:: Work order ::
Search the entries below for "In the picture above, where can the front". Give that line and all the lines after it again, exactly, through the last, without pictures.
Exercise material Block Start
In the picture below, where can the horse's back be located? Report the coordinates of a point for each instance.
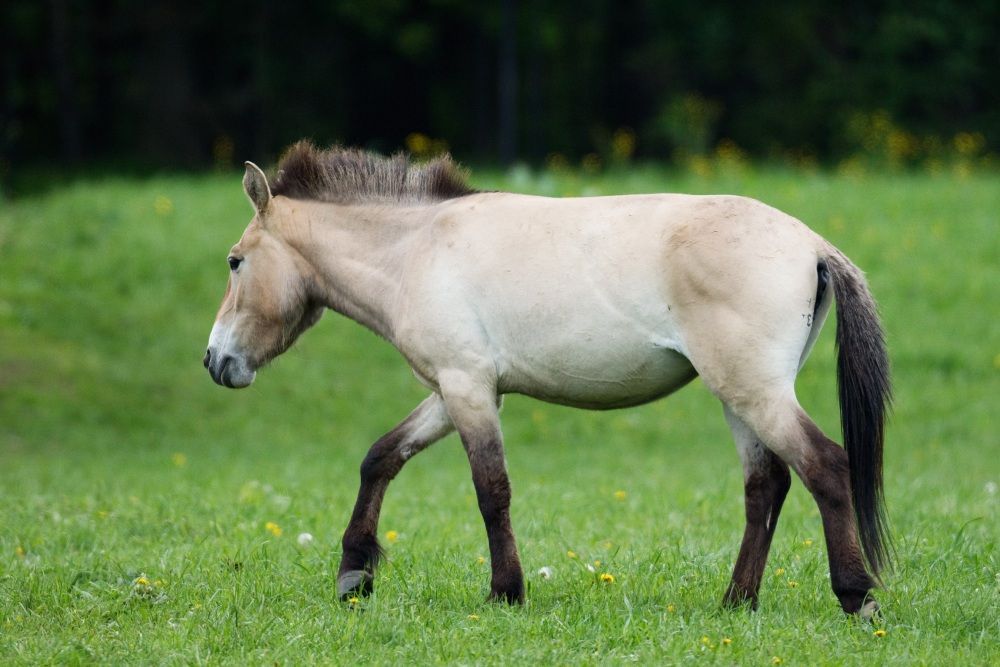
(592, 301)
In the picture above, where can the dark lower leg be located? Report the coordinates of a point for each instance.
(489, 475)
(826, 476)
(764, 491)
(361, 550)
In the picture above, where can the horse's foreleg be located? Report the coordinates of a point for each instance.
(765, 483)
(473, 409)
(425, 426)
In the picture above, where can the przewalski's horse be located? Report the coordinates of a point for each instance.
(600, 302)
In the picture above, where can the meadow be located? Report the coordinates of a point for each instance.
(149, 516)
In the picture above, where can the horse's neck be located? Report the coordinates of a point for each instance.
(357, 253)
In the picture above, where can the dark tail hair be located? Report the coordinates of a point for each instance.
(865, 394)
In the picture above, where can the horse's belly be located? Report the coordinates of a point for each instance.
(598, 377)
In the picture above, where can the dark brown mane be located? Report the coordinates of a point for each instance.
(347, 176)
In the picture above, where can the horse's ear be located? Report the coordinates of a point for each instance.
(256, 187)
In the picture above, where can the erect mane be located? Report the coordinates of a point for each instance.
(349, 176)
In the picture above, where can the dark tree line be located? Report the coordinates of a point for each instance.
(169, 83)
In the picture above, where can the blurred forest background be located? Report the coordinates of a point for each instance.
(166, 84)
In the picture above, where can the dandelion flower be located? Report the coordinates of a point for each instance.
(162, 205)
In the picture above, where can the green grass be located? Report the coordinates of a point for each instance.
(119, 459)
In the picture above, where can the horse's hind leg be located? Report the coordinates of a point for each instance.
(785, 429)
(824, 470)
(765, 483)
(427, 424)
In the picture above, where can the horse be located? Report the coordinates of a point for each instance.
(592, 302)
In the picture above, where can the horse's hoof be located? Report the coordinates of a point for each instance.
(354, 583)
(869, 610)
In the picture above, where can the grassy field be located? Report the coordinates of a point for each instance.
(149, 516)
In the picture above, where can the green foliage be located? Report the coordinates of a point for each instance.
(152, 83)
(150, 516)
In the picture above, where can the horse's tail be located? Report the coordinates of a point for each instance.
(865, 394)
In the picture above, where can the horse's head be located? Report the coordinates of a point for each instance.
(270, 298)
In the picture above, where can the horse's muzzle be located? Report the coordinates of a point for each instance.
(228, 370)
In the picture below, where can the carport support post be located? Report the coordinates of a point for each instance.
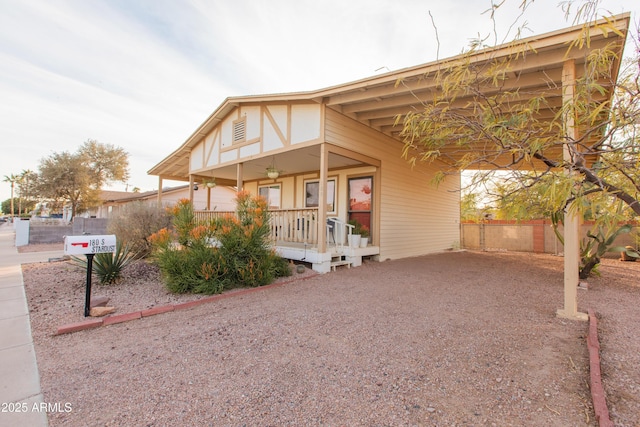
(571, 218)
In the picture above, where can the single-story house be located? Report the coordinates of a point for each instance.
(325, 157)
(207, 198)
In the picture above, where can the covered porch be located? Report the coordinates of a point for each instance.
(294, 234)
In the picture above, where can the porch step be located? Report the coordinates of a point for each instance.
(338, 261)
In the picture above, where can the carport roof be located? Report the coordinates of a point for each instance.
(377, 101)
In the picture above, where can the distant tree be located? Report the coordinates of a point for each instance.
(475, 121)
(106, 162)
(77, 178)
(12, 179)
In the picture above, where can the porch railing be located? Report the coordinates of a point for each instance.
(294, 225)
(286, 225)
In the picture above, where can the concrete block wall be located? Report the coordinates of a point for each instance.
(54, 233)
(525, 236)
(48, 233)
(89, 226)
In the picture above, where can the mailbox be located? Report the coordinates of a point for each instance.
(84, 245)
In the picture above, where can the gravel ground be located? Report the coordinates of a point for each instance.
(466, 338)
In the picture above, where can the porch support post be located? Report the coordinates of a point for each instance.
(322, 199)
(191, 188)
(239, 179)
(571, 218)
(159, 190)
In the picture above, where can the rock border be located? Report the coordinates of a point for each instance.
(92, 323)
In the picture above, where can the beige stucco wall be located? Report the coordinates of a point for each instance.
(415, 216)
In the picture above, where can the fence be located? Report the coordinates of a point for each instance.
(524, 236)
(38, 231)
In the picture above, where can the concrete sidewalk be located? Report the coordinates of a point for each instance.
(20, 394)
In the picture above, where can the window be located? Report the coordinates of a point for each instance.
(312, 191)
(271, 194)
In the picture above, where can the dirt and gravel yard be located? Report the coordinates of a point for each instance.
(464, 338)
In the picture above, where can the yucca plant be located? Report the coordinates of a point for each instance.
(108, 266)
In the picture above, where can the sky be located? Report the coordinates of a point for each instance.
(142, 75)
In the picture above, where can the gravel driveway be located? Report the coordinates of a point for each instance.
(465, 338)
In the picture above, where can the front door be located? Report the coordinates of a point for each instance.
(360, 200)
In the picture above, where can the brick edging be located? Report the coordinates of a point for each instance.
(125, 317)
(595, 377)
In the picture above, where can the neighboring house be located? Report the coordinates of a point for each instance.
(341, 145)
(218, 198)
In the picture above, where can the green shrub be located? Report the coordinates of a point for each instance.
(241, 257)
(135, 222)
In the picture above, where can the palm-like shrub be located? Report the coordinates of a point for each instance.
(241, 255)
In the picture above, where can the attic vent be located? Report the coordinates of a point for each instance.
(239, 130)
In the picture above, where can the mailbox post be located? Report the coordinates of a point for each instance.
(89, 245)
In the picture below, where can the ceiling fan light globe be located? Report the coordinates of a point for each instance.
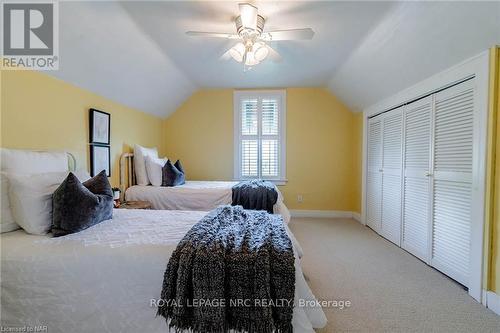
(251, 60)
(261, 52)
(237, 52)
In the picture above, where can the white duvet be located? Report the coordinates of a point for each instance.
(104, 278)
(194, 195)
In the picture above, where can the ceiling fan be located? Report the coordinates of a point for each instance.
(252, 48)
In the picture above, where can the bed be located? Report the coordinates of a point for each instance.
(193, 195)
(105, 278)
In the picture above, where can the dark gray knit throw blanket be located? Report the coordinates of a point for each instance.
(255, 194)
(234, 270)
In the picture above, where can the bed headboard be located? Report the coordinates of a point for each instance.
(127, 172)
Exercise material Block End
:: Task output ::
In the picture above, where can the front door be located? Report the coordinates of a point for each instance.
(360, 200)
In the picture above, where can the brick edging be located? Report the coordinates of a point for each instance.
(125, 317)
(595, 377)
In the picture above, where can the neighboring house be located? Report the coordinates of a point for each instance.
(341, 145)
(218, 198)
In the picture above, where can the green shrub be located? Report the coordinates of a point for each instance.
(241, 257)
(135, 222)
In the picture above, where can the palm-like shrub be located? Report the coordinates of a point for each instance.
(241, 255)
In the picture above, where can the attic vent be located? Report the coordinates of a point for each instance.
(239, 130)
In the picture above, where can the mailbox post be located? Report the coordinates of a point for each instance.
(89, 245)
In the picture below, where can the ceiling fan light globe be located? Report the coordinates of a point for each instance.
(251, 60)
(261, 52)
(237, 52)
In the picture above, where can the white duvet be located? Report the coordinates of a point for each instance.
(104, 278)
(194, 195)
In the picture above, where can the ceiling fan be located? Report the coordinates of a point for each instance.
(252, 48)
In the picture above, where can the bed be located? Report the coordinates of a point for each instance.
(193, 195)
(105, 278)
In the picture above, where can the dark gray knit throw blanket be located? Report the coordinates of a point for each instance.
(255, 194)
(234, 270)
In the picture above, where can the bed headboard be located? Report the coordinates of a point for each instance.
(127, 172)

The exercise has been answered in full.